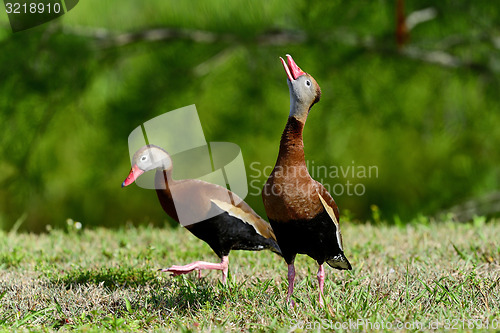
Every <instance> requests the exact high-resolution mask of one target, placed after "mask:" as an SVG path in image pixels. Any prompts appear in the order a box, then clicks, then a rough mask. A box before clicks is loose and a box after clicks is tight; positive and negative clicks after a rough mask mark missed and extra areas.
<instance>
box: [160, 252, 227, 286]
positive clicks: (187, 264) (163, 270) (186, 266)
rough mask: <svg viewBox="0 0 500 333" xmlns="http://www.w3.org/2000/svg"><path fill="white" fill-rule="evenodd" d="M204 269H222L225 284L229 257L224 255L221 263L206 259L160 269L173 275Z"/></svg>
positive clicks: (173, 275) (174, 265) (180, 274)
mask: <svg viewBox="0 0 500 333" xmlns="http://www.w3.org/2000/svg"><path fill="white" fill-rule="evenodd" d="M202 269H216V270H219V271H222V283H223V284H225V283H226V280H227V272H228V269H229V258H228V257H227V256H224V257H222V261H221V262H220V263H219V264H214V263H211V262H206V261H195V262H192V263H190V264H187V265H184V266H176V265H174V266H172V267H169V268H164V269H160V271H161V272H167V273H172V275H173V276H176V275H181V274H187V273H191V272H192V271H201V270H202ZM200 275H201V274H200Z"/></svg>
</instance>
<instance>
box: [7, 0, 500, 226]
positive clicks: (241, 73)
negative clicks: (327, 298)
mask: <svg viewBox="0 0 500 333" xmlns="http://www.w3.org/2000/svg"><path fill="white" fill-rule="evenodd" d="M425 8H432V10H433V11H434V12H435V13H436V16H435V17H434V18H432V19H430V20H428V21H427V22H422V23H420V24H419V25H417V26H415V27H414V28H413V29H412V30H411V31H410V38H409V42H408V43H407V44H406V45H405V46H404V47H403V48H398V47H397V46H396V43H395V40H396V39H395V36H394V33H395V1H392V0H391V1H389V0H382V1H353V2H351V1H317V2H310V1H305V0H287V1H271V2H266V1H250V0H247V1H238V2H236V1H215V0H213V1H190V2H175V1H148V2H147V3H142V2H137V1H124V0H122V1H111V0H109V1H82V2H80V3H79V4H78V5H77V6H76V7H75V8H74V9H73V10H72V11H70V12H69V13H67V14H66V15H64V16H63V17H61V18H60V19H57V20H55V21H52V22H49V23H47V24H44V25H41V26H39V27H36V28H33V29H30V30H27V31H23V32H19V33H11V31H10V27H9V25H8V20H7V16H6V14H5V13H3V12H1V13H0V50H1V51H0V124H1V125H2V134H1V135H0V170H1V171H0V226H1V227H3V228H10V227H11V226H12V225H14V224H15V223H16V221H17V222H18V223H20V222H23V224H22V227H21V229H25V230H34V231H40V230H43V229H44V228H45V226H46V225H47V224H49V225H53V226H57V225H63V224H64V223H66V222H65V221H66V219H67V218H73V219H75V220H78V221H81V222H82V223H83V224H84V226H85V225H87V226H88V225H104V226H118V225H122V224H124V223H127V222H130V221H131V222H132V223H154V224H159V225H162V224H163V223H164V222H165V221H166V220H167V218H166V215H165V214H164V213H163V211H162V210H161V208H160V205H159V204H158V202H157V199H156V195H155V193H154V192H153V191H150V190H144V189H141V188H138V187H136V186H131V187H130V188H126V189H121V188H120V184H121V182H122V181H123V179H124V178H125V177H126V176H127V174H128V171H129V168H130V163H129V156H128V149H127V137H128V135H129V133H130V131H131V130H132V129H134V128H135V127H137V126H139V125H140V124H141V123H143V122H144V121H146V120H149V119H151V118H153V117H155V116H157V115H160V114H162V113H164V112H167V111H170V110H173V109H176V108H179V107H182V106H185V105H190V104H196V106H197V109H198V113H199V116H200V118H201V122H202V125H203V127H204V131H205V136H206V138H207V141H229V142H234V143H236V144H238V145H239V146H240V147H241V148H242V151H243V157H244V159H245V163H246V165H247V176H248V178H249V179H248V180H249V182H251V184H252V186H253V187H256V188H259V187H261V186H262V185H263V184H264V182H265V180H266V178H267V174H263V173H262V172H258V171H256V170H254V169H255V168H256V167H257V168H260V170H263V169H264V168H265V167H266V166H272V165H274V162H275V159H276V156H277V153H278V145H279V139H280V135H281V132H282V130H283V127H284V124H285V122H286V118H287V115H288V108H289V97H288V88H287V85H286V76H285V73H284V71H283V68H282V66H281V64H280V62H279V60H278V57H279V56H284V55H285V54H286V53H290V54H292V55H293V57H294V59H295V60H296V61H297V63H298V65H299V66H300V67H301V68H302V69H303V70H305V71H307V72H308V73H310V74H312V75H313V76H314V77H315V78H316V80H317V81H318V83H319V84H320V86H321V88H322V91H323V95H322V99H321V101H320V102H319V103H318V104H317V105H315V106H314V107H313V109H312V110H311V113H310V116H309V119H308V122H307V124H306V128H305V133H304V141H305V151H306V158H307V159H308V160H310V161H311V162H312V161H313V163H314V165H316V166H319V165H322V166H328V167H331V166H338V167H340V166H343V167H348V166H365V167H368V166H376V167H377V170H378V174H377V175H378V177H374V176H373V175H372V177H371V178H360V177H349V176H348V177H347V178H343V177H341V178H340V179H334V178H329V177H326V178H324V179H318V180H321V181H322V182H323V183H325V184H328V185H330V188H332V187H333V186H334V185H335V184H336V183H342V184H345V183H346V181H350V183H351V184H362V185H363V188H364V193H363V195H361V196H356V195H354V196H349V195H347V194H345V193H344V195H338V196H335V195H334V197H335V199H336V201H337V203H338V204H339V207H340V208H341V211H343V210H344V211H345V212H346V213H348V214H345V215H349V216H352V217H353V218H355V219H360V220H365V219H367V218H369V217H370V216H372V209H371V208H370V207H373V206H372V205H376V207H377V212H378V213H377V214H379V213H380V215H377V216H378V218H379V219H389V220H392V219H396V220H398V221H400V218H402V219H408V218H411V217H414V216H417V215H419V214H428V215H430V214H436V213H437V212H439V211H441V210H443V209H447V208H449V207H450V206H452V205H455V204H458V203H461V202H463V201H464V200H466V199H470V198H475V197H478V196H481V195H483V194H485V193H489V192H491V191H494V190H496V189H498V187H499V180H500V169H499V164H500V163H499V162H500V158H499V149H498V147H499V146H500V131H499V130H498V125H499V124H500V103H499V102H498V92H499V91H500V80H499V73H500V15H499V14H500V6H498V5H497V4H496V3H495V2H492V1H484V0H482V1H474V2H465V1H440V2H435V1H423V0H420V1H412V2H411V3H410V2H408V3H407V7H406V8H405V11H406V13H407V14H410V13H414V12H415V11H419V10H422V9H425ZM153 28H155V29H156V28H172V29H174V30H175V31H182V30H180V29H189V30H190V31H193V30H203V31H207V32H210V34H209V37H210V36H211V37H214V36H215V38H212V39H210V38H208V40H207V39H206V38H205V39H197V38H196V36H195V38H192V37H185V36H184V37H183V36H180V37H179V36H178V37H174V38H166V39H164V40H160V41H146V40H143V38H141V34H138V35H136V37H137V38H136V39H137V40H135V41H134V42H131V43H124V44H122V45H120V44H117V43H116V40H117V39H116V38H115V36H117V35H120V34H122V33H128V32H140V31H144V30H147V29H153ZM113 38H115V39H113ZM109 41H112V42H113V43H109ZM415 50H417V51H418V52H417V53H415V52H414V51H415ZM415 54H417V56H415ZM437 58H439V59H441V60H442V63H439V61H437V62H438V63H435V62H436V61H433V59H434V60H435V59H437ZM443 59H444V60H443ZM447 61H448V62H447ZM433 62H434V63H433ZM252 163H257V164H253V168H250V165H252ZM268 172H269V170H268ZM358 189H359V188H358ZM250 193H251V195H249V196H248V197H247V199H246V200H247V201H248V202H249V204H250V205H252V206H253V207H254V208H255V209H256V210H257V212H258V213H260V214H262V215H263V216H265V212H264V209H263V205H262V202H261V198H260V195H256V194H255V189H253V188H252V187H251V188H250ZM378 209H379V210H380V211H379V210H378Z"/></svg>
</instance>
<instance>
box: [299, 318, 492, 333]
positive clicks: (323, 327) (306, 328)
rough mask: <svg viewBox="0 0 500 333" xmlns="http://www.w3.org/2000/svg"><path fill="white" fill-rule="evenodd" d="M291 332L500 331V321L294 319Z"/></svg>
mask: <svg viewBox="0 0 500 333" xmlns="http://www.w3.org/2000/svg"><path fill="white" fill-rule="evenodd" d="M290 327H291V330H290V331H295V330H297V329H300V330H307V331H312V330H332V331H333V330H334V331H338V330H360V331H367V330H368V331H379V330H383V331H392V330H397V331H401V330H405V331H427V330H481V329H493V330H497V329H500V320H499V319H493V320H482V319H458V318H451V319H444V320H430V321H418V320H413V321H402V320H398V319H396V320H393V321H385V320H380V321H371V320H367V319H357V320H353V319H349V320H348V321H344V322H341V321H333V320H327V319H324V320H318V321H301V320H295V319H292V320H291V321H290Z"/></svg>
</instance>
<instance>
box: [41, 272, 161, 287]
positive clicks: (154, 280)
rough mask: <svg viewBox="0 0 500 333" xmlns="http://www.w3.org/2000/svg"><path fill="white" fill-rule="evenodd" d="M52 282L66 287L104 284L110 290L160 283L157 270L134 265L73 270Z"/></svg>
mask: <svg viewBox="0 0 500 333" xmlns="http://www.w3.org/2000/svg"><path fill="white" fill-rule="evenodd" d="M51 282H53V283H55V284H63V285H64V286H65V287H66V289H70V288H72V287H75V286H78V285H88V284H94V285H102V286H104V287H106V288H108V289H109V290H111V291H113V290H116V289H123V288H137V287H140V286H144V285H151V284H156V285H158V284H159V281H158V278H157V274H156V272H155V271H151V270H144V269H136V268H132V267H119V268H114V267H111V268H101V269H97V270H72V271H68V272H67V273H66V274H65V275H63V276H62V277H58V278H57V279H56V280H52V281H51Z"/></svg>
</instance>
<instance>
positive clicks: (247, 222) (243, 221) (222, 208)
mask: <svg viewBox="0 0 500 333" xmlns="http://www.w3.org/2000/svg"><path fill="white" fill-rule="evenodd" d="M210 201H212V202H213V203H214V204H216V205H217V207H219V208H220V209H222V210H223V211H225V212H227V213H228V214H229V215H231V216H232V217H236V218H237V219H240V220H242V221H243V222H245V223H247V224H250V225H251V226H252V227H253V228H254V229H255V231H256V232H257V233H258V234H259V235H261V236H262V237H264V238H267V237H266V236H264V235H263V234H262V233H261V232H260V230H259V228H258V226H257V225H256V224H257V222H258V221H256V217H255V216H254V215H253V214H250V213H247V212H245V211H244V210H243V209H241V208H239V207H236V206H234V205H231V204H230V203H227V202H225V201H220V200H216V199H211V200H210Z"/></svg>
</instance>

### WHAT YOU HAVE TO DO
An exact copy of the lines from the one containing "positive clicks: (247, 222)" through the end of the entries is required, and nothing beyond them.

### RESULT OF THE TASK
positive clicks: (247, 222) (243, 221) (222, 208)
mask: <svg viewBox="0 0 500 333" xmlns="http://www.w3.org/2000/svg"><path fill="white" fill-rule="evenodd" d="M210 201H212V202H213V203H214V204H216V205H217V207H219V208H220V209H222V210H223V211H225V212H227V213H228V214H229V215H231V216H232V217H236V218H237V219H240V220H242V221H243V222H245V223H247V224H250V225H251V226H252V227H253V228H254V229H255V231H256V232H257V233H258V234H259V235H261V236H262V237H264V238H267V237H266V236H264V235H263V234H262V233H261V232H260V230H259V228H258V226H257V225H256V224H257V222H258V221H256V217H255V216H254V215H253V214H250V213H247V212H245V211H244V210H243V209H241V208H239V207H236V206H234V205H231V204H230V203H227V202H225V201H220V200H216V199H211V200H210Z"/></svg>
</instance>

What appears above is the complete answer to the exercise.